[[ SOURCE TEXT, beginning ]]

We can use l'Hospital's rule to evaluate $(\sinh s \tau)/ s \tau$ as $\tau \to 0\text{,}$

\begin{equation*} \lim_{\tau \to 0} \frac{\sinh s \tau}{s \tau} = \lim_{\tau \to 0} \frac{s \cosh s \tau}{s} = 1. \end{equation*}

Thus,

\begin{equation*} {\mathcal L}(\delta(t - t_0)) = e^{-st_0}. \end{equation*}

We can extend this result to allow $t_0 = 0\text{,}$ by

\begin{equation*} \lim_{t_0 \to 0} {\mathcal L}(\delta(t - t_0)) =\lim_{t_0 \to 0} e^{-st_0} = 1. \end{equation*}

Let us now solve the initial value problem

\begin{align*} \frac{d^2y}{dt^2} + 2 \frac{dy}{dt} + 26 y & = \delta_4(t)\\ y(0) & = 1\\ y'(0) & = 0. \end{align*}

We can think of this as a damped harmonic oscillator that is struck by a hammer at time $t = 4\text{.}$ Let $Y(s) = {\mathcal L}(y)(s)$ and take the Laplace transform of both sides of the differential equation to obtain

\begin{equation*} s^2 Y(s) - sy(0) - y'(0) + 2(sY(s) - y(0)) + 26 Y(s) = {\mathcal L}(\delta_4)(s) \end{equation*}

or

\begin{equation*} s^2 Y(s) - s + 2sY(s) - 2 + 26 Y(s) = e^{-4s}. \end{equation*}

Solving for $Y(s)\text{,}$ we have

\begin{equation*} Y(s) = \frac{s + 2}{s^2 + 2s + 26} + \frac{e^{-4s}}{s^2 + 2s + 26}. \end{equation*}

The inverse Laplace transform of $Y(s)$ is

\begin{align*} y & = {\mathcal L}\left( \frac{s + 2}{s^2 + 2s + 26} \right) + {\mathcal L}\left(\frac{e^{-4s}}{s^2 + 2s + 26}\right)\\ & = {\mathcal L}\left( \frac{s + 2}{(s+ 1)^2 + 25} \right) + \frac{1}{5} {\mathcal L}\left(\frac{5e^{-4s}}{(s + 1)^2 + 25}\right)\\ & = e^{-t} \cos 5t + \frac{1}{5} e^{-t} \sin 5t + \frac{1}{5} u_4(t) e^{-(t - 4)} \sin(5(t-4)). \end{align*}

It is important to notice that we are using the Dirac delta function like an ordinary function. This requires some rigorous mathematics to justify that we can actually do this.

[[ SOURCE TEXT, end ]]

:: COMPLETE THE FOLLOWING ::
A) In the delta-function passage, explain how the limit of $(\sinh s \tau)/ s \tau$ as $\tau \to 0$ is shown to equal 1. Answer in one to three sentences.
B) Please duplicate the delta-function passage between "It is important" and "actually do this.", inclusive.

[[ RECORDS SUPPLIED, beginning ]]

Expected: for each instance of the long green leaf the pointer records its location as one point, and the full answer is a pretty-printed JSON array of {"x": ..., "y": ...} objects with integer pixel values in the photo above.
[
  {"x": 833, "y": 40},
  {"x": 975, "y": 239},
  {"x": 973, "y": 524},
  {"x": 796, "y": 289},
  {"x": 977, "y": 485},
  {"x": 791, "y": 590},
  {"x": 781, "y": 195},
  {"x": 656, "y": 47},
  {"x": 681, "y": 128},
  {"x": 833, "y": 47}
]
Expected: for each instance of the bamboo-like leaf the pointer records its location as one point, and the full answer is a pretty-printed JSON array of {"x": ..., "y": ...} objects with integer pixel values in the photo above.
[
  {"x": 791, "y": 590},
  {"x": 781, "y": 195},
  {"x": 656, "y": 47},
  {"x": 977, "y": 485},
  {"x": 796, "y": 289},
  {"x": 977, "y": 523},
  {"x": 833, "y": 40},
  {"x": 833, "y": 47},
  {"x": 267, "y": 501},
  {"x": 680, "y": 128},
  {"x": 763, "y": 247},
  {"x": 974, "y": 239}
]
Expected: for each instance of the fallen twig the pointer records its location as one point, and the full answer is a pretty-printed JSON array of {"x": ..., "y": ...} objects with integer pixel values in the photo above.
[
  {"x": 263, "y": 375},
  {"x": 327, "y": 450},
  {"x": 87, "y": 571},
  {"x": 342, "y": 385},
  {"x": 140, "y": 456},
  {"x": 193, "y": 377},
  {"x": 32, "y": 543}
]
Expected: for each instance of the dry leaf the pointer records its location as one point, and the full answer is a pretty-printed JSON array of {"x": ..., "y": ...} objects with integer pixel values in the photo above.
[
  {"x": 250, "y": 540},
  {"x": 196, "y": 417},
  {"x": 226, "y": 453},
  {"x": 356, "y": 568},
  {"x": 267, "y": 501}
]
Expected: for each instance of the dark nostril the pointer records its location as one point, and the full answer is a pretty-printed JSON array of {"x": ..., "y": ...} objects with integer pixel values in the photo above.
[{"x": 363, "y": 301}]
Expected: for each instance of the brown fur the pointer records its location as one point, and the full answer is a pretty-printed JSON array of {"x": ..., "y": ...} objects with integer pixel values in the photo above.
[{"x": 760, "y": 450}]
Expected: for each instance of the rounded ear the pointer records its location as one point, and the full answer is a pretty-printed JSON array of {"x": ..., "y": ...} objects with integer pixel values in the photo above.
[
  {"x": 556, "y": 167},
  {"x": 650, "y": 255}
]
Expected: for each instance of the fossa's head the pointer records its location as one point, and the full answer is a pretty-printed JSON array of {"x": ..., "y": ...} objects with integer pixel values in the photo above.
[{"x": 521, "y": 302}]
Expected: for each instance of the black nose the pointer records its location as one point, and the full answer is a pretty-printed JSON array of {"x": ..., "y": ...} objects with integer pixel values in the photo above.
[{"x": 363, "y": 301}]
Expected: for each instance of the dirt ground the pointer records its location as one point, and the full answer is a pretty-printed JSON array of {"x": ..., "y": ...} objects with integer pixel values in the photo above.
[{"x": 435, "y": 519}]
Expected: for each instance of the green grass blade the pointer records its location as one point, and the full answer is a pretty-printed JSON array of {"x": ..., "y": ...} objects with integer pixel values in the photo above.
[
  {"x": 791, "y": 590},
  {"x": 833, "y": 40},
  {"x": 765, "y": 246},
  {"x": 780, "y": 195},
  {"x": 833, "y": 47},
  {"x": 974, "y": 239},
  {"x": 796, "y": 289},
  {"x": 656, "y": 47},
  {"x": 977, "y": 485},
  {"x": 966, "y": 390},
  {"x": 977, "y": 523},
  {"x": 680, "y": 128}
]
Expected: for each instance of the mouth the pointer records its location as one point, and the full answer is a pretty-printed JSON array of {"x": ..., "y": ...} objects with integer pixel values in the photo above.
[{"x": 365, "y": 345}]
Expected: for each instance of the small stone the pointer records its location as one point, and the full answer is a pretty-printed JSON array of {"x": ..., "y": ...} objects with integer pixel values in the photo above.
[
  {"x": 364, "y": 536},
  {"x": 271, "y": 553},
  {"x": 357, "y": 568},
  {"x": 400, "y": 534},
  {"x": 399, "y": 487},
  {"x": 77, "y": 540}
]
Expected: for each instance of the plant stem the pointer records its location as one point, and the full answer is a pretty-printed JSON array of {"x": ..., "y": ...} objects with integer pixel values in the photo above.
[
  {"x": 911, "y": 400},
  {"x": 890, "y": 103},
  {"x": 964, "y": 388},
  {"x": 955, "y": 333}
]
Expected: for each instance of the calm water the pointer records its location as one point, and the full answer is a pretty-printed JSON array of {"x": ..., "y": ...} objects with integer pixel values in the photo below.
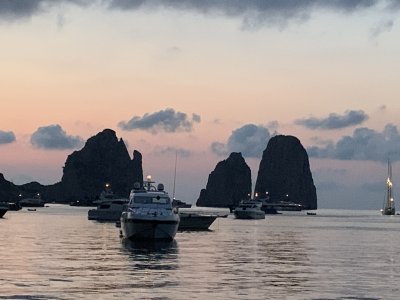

[[ RECORDS SUPPLIED, end ]]

:: RESULTS FOR THE EXERCISE ::
A) The limit is evaluated with l'Hospital's rule, which replaces the quotient by the ratio of the derivatives with respect to $\tau$, namely $s \cosh s \tau$ over $s$. As $\tau \to 0$, this ratio tends to 1.

B)
It is important to notice that we are using the Dirac delta function like an ordinary function. This requires some rigorous mathematics to justify that we can actually do this.